According to a prominent nuclear weapons expert in the country, China wants to create near-limitless clean energy using nuclear fusion power by 2028.
Professor Peng Xianjue of the Chinese Academy of Engineering Physics said during a seminar hosted by the Beijing-based think tank Techxcope that the Chinese government has approved the building of the world’s largest pulsed-power plant in Chengdu, Sichuan province.
“Fusion ignition is the jewel in the crown of science and technology in today’s world,” Professor Peng said, according to the South China Morning Post.
“Being the world’s first to achieve energy-scale fusion release will lay the most important milestone in the road to fusion energy for human beings.”
Nuclear fusion has been dubbed the “holy grail” of energy sources since it offers limitless power by duplicating the natural occurrences within the Sun, which release tremendous quantities of energy when hydrogen atoms collide to generate helium atoms.
Due to the high temperatures and complications of trapping the plasma at the reactor’s core, the technique has so far proven difficult.
Earlier this month, a team of South Korean researchers revealed for the first time that they had managed to sustain a nuclear fusion process operating at temperatures above 100 million°C for 30 seconds.
The best results so far achieved by Chinese scientists using an “artificial sun” is a reaction running at a slightly cooler 70 million degrees celsius for more than 17 minutes.

→ **Data provided**
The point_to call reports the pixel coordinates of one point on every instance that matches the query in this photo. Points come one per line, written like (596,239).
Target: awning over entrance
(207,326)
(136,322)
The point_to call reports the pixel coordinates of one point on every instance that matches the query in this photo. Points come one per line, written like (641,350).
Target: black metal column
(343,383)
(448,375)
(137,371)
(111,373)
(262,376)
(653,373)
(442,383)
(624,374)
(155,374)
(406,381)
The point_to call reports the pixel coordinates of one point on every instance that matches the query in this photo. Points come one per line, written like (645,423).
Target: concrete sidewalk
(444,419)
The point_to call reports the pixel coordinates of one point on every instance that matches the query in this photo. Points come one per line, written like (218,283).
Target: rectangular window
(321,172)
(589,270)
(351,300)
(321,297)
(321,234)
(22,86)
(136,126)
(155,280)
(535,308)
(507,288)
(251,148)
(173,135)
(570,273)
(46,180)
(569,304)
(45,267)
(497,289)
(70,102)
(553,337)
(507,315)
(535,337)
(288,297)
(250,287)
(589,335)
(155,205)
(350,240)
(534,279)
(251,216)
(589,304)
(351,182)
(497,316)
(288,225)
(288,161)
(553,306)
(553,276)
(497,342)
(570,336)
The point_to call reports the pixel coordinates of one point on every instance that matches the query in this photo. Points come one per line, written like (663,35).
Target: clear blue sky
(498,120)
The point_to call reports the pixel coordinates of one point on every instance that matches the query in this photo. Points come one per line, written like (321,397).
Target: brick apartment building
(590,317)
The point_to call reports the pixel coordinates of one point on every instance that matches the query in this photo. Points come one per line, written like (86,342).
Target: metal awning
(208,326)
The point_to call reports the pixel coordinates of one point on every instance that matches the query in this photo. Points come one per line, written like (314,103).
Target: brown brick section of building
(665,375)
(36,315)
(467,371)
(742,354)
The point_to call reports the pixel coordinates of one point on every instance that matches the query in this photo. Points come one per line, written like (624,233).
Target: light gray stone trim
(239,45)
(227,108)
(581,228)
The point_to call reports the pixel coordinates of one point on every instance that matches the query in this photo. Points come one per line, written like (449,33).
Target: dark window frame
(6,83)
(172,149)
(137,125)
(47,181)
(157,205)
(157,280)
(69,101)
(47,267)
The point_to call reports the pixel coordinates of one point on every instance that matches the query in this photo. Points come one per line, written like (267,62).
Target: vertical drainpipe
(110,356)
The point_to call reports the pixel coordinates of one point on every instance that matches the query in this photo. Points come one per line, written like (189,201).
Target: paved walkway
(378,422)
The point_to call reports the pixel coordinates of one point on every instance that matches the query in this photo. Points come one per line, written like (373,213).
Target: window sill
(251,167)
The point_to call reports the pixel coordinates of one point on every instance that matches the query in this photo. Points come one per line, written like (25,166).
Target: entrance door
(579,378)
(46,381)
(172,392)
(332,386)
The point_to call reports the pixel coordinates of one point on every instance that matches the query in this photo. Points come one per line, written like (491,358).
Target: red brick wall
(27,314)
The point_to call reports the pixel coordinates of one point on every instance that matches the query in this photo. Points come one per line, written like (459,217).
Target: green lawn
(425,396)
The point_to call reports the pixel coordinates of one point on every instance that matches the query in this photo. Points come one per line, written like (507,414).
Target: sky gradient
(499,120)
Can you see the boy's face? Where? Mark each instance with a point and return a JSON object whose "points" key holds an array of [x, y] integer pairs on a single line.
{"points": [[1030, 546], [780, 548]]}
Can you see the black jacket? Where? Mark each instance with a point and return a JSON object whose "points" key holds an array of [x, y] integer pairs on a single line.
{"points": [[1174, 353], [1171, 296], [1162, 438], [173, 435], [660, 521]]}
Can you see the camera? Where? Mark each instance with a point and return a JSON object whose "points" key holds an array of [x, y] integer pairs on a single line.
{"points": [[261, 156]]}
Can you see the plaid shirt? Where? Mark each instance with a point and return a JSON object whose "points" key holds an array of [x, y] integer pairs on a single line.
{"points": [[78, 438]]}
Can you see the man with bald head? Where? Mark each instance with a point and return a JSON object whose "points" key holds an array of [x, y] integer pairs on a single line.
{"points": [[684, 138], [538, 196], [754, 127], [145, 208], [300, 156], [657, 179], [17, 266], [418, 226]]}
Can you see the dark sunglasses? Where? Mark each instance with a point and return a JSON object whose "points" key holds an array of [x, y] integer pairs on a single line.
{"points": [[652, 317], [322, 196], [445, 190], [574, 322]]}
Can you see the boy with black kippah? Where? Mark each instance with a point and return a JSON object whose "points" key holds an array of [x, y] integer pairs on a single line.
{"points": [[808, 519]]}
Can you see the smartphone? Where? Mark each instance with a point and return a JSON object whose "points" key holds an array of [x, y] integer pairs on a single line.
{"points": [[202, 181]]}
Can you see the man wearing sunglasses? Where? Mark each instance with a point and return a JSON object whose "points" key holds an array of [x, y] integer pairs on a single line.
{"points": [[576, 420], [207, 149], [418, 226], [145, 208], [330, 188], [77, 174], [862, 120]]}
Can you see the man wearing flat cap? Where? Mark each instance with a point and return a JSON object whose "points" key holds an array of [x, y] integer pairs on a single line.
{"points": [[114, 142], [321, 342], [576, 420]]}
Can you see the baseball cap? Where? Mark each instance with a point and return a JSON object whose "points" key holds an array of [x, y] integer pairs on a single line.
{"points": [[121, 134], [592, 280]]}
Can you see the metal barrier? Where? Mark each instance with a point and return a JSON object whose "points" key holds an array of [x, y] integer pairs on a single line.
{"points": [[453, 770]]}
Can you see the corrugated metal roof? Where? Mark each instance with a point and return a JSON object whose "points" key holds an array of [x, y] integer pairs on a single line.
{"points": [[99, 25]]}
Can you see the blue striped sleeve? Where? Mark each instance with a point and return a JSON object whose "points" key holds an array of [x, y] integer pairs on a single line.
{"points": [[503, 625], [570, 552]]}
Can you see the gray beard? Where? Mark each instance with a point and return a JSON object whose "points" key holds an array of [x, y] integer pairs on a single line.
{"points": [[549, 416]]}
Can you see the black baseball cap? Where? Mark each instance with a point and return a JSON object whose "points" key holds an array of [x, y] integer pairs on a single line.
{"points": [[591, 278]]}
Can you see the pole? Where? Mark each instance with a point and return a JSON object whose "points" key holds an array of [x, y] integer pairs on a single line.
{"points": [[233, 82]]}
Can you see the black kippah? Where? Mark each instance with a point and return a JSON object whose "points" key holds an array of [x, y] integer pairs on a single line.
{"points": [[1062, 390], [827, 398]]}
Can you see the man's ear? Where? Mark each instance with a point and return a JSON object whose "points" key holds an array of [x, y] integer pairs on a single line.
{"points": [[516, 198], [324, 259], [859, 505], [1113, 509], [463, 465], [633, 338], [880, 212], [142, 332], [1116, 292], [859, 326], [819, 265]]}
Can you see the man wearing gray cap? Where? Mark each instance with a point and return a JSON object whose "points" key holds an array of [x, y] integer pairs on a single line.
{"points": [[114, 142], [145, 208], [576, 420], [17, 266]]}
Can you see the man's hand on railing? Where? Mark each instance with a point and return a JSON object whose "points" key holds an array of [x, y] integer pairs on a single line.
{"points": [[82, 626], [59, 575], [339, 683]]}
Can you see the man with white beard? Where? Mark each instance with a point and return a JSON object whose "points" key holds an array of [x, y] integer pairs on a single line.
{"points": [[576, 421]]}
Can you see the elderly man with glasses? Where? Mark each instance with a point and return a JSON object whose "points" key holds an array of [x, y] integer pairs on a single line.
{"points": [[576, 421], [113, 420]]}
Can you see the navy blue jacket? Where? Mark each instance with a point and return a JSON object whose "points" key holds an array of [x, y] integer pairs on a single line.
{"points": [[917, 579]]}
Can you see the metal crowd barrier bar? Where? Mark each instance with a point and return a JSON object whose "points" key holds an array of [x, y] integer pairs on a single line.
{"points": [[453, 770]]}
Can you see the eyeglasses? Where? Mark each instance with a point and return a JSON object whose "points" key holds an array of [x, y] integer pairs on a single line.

→ **Actions to take**
(a) Using the article on China's fusion energy plans, say whether each statement agrees with it: (i) Peng Xianjue is with the Chinese Academy of Engineering Physics; (ii) the pulsed-power plant is to be built in Beijing; (iii) the South Korean team held its fusion reaction above 100 million°C for 17 minutes. Answer yes or no for each, and quote the words from the article that decide it.
(b) Write a continuation of the article on China's fusion energy plans, picking up after its final sentence.

→ **Answers by task**
(a)
(i) Yes: "Professor Peng Xianjue of the Chinese Academy of Engineering Physics"
(ii) No: "the world’s largest pulsed-power plant in Chengdu, Sichuan province"
(iii) No: "operating at temperatures above 100 million°C for 30 seconds"

(b)
The Chinese power plant will rely on a Z-pinch machine, simulating a thermonuclear weapon’s fusion reaction using massive electric pusles. They are primarily employed to produce nuclear weapons and were only recently deemed a feasible approach to nuclear fusion energy due to distortions that occur within the plasma, causing it to collapse.
New techniques for plasma stabilization, such as sheared axial flow, imply that a full-scale nuclear fusion reactor using this technology may be achievable soon. However, Professor Peng stated that the new plant’s fusion process would first be utilized to propel particles into uranium, fueling a fission reactor.
The Z-pinch machine is planned to be finished in 2025, with the entire facility slated to be completed in 2028. Professor Peng believes that by 2035, the plant will be capable of providing commercial nuclear fusion energy directly to the power grid.
Several hurdles remain until this final aim is realized, including the construction of specialized components capable of sustaining the process; however, if successful, it can fulfill energy demands for tens of thousands of years.